--- Instructions to follow ---
Search the listing for the word "below". Copy every line where it is found.
(Data to process)
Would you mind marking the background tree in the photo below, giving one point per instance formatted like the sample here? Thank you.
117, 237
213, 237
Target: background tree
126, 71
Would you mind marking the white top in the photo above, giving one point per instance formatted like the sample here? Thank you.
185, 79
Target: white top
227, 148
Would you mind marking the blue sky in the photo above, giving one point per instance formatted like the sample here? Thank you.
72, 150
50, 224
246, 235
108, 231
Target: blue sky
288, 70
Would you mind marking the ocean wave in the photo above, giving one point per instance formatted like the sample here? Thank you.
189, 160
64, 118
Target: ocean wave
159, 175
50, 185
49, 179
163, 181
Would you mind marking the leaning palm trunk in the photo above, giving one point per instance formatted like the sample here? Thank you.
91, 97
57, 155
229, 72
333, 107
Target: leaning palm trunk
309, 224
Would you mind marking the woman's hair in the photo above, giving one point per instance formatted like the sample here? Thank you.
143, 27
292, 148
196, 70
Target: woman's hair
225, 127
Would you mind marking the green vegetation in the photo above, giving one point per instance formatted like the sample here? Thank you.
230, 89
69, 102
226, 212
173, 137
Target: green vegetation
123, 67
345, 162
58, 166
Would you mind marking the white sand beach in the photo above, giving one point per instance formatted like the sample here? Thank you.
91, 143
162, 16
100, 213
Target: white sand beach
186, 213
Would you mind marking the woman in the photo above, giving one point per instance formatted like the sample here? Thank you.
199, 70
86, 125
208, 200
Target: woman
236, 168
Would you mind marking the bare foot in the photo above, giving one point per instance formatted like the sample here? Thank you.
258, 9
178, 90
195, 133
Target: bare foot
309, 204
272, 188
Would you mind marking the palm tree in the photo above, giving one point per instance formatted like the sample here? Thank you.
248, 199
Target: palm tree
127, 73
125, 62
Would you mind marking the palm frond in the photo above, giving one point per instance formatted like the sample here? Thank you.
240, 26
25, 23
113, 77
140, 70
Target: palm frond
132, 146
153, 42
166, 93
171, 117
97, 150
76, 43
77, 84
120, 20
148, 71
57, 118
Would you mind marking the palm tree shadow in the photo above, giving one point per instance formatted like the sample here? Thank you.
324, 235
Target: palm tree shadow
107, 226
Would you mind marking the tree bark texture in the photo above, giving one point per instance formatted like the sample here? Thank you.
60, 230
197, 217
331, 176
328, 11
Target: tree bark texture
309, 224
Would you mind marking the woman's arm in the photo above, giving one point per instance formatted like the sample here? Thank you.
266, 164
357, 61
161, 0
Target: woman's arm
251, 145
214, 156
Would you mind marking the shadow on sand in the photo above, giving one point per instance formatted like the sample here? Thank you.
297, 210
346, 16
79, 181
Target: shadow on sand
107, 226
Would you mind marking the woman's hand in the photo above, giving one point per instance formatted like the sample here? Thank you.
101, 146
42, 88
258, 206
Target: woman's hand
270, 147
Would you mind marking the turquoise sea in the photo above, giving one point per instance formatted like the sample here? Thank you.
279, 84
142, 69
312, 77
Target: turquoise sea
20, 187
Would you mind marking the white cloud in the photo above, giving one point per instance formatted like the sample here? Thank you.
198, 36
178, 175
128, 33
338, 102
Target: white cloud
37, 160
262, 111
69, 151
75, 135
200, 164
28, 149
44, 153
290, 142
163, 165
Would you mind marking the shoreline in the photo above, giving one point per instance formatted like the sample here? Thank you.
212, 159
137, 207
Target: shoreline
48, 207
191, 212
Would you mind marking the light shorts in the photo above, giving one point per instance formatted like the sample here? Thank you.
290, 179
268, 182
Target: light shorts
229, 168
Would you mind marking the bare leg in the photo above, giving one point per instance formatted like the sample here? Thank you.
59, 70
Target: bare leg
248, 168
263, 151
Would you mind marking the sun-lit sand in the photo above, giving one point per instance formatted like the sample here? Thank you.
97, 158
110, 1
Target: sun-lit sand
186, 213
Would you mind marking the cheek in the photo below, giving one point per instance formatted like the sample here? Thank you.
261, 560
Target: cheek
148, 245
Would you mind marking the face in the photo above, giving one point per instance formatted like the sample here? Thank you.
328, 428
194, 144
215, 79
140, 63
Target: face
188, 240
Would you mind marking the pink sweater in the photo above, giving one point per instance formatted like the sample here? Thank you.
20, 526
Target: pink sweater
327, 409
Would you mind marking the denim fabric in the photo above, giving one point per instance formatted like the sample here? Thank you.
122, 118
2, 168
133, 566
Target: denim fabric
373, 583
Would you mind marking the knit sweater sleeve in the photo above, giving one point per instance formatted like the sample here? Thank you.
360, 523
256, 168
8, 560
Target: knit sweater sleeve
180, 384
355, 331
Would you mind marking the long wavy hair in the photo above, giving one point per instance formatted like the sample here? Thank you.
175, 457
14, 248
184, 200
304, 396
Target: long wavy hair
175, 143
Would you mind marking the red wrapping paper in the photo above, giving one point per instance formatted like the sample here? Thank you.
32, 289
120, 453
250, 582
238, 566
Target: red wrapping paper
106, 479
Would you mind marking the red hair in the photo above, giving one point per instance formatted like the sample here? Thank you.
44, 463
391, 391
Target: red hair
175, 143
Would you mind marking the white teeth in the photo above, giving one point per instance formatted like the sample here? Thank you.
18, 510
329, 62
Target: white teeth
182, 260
(End Data to process)
--- Reply ---
Would you mind marking the background tree in the photo below, giving one point per instance formatted like the sample here? Thank you.
Would you mind marking the cheek in the photo below, giving one point per instance formatted like the sample here? Thank you.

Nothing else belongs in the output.